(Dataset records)
· · · · ·

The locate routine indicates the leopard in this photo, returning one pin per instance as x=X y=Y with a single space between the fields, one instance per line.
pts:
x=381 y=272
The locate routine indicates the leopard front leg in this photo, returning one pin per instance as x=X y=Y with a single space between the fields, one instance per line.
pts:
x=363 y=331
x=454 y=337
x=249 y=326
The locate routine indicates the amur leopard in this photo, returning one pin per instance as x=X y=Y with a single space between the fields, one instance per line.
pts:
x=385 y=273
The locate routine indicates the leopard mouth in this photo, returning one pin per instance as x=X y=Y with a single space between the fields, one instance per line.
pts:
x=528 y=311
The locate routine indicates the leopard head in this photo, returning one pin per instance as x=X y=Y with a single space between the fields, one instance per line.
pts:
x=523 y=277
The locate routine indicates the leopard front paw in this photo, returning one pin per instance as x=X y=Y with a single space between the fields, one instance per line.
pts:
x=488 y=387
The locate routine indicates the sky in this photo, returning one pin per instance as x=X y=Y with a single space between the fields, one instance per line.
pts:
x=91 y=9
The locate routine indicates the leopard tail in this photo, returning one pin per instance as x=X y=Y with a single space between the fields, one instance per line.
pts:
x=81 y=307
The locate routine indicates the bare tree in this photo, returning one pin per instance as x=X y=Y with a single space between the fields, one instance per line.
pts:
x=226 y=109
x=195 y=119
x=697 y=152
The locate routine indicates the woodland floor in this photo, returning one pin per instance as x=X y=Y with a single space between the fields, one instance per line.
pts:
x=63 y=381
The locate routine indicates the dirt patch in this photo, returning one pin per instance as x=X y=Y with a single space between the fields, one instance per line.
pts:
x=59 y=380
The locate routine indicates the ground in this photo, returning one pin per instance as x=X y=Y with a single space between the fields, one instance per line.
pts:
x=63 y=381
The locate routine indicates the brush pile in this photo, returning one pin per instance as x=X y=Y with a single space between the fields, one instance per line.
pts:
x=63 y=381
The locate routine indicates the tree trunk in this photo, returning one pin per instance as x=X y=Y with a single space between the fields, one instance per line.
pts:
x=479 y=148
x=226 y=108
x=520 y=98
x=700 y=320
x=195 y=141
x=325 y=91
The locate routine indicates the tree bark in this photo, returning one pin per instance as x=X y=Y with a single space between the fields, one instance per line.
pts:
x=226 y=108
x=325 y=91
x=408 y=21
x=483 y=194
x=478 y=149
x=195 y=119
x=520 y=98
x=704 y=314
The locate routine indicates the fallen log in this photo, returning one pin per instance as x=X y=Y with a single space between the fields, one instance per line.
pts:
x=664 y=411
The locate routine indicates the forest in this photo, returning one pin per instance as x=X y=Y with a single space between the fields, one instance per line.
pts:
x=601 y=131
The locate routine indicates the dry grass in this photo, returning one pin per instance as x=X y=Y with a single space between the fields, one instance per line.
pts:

· · · · ·

◆ The problem
Please copy all of the data above exactly.

◆ Reply
The locate routine indicates the leopard in this photo, returning one pin per instance as x=X y=Y with a single space between the fields, one instance per line.
pts:
x=381 y=272
The locate routine indicates the leopard front leg in this photo, returning one pin per instance as x=X y=Y with a single space between the fields, one instance per line.
pts:
x=363 y=331
x=454 y=337
x=249 y=326
The locate routine indicates the amur leopard in this photo, returning one pin per instance as x=X y=Y with a single space between the fields, one instance per line.
pts:
x=385 y=273
The locate routine indicates the leopard mouth in this photo, returning one pin per instance as x=X y=Y with a single space between the fields, one instance per line.
pts:
x=528 y=311
The locate routine indicates the leopard head in this photo, returning one pin per instance as x=X y=Y with a single space between the fields, one instance per line.
pts:
x=523 y=277
The locate routine indicates the leopard front paw in this photo, returning one pin per instance as x=X y=Y with a single space between the fields, one instance per line.
pts:
x=488 y=387
The locate routine indicates the sky in this photo, returning one pin per instance as x=X y=Y with a single space between the fields, one instance per line.
pts:
x=91 y=9
The locate routine indicates the leopard tail in this photo, returning one pin per instance as x=X y=Y with a single space between the fields, one instance per line.
pts:
x=81 y=307
The locate routine indicates the bare tree in this photo, returning one pin per instance as x=X y=Y with a single space between the fields, one instance per line.
pts:
x=226 y=109
x=195 y=119
x=697 y=152
The locate routine indicates the woodland floor in this photo, returning one pin per instance as x=X y=Y with a single space between the fields, one instance per line.
pts:
x=63 y=381
The locate routine indicates the dirt patch in this photo, returning one pin per instance as x=X y=Y with a single space between the fields, one instance per line.
pts:
x=59 y=380
The locate routine indicates the ground in this photo, returning one pin per instance as x=X y=Y with a single space between the fields, one instance per line.
pts:
x=63 y=381
The locate routine indicates the brush pile in this photo, returning one pin per instance as x=X y=Y with a single space between the fields, one instance per line.
pts:
x=63 y=381
The locate routine indicates the tree trunk in this photo, returning one pin per instance as x=X y=Y with a single space between the fields, one instance per line.
pts:
x=479 y=148
x=226 y=108
x=520 y=98
x=700 y=320
x=195 y=141
x=325 y=91
The locate routine indicates the tree bark in this photo, returning one pin per instance as x=X y=Y with a single space between the fields, one instance per line.
pts:
x=226 y=108
x=325 y=91
x=408 y=21
x=483 y=194
x=478 y=149
x=195 y=119
x=520 y=98
x=704 y=314
The locate routine indicates the fallen log in this photo, returning one pin per instance as x=X y=Y with a single space between the fields, one instance per line.
pts:
x=664 y=411
The locate routine indicates the forest in this photo, returning one pin per instance as x=X y=Y with a single space between the fields, one instance per line.
pts:
x=601 y=131
The locate routine indicates the dry grass in this photo, returning one pin per instance as x=X y=Y with a single space between the fields, one instance per line.
pts:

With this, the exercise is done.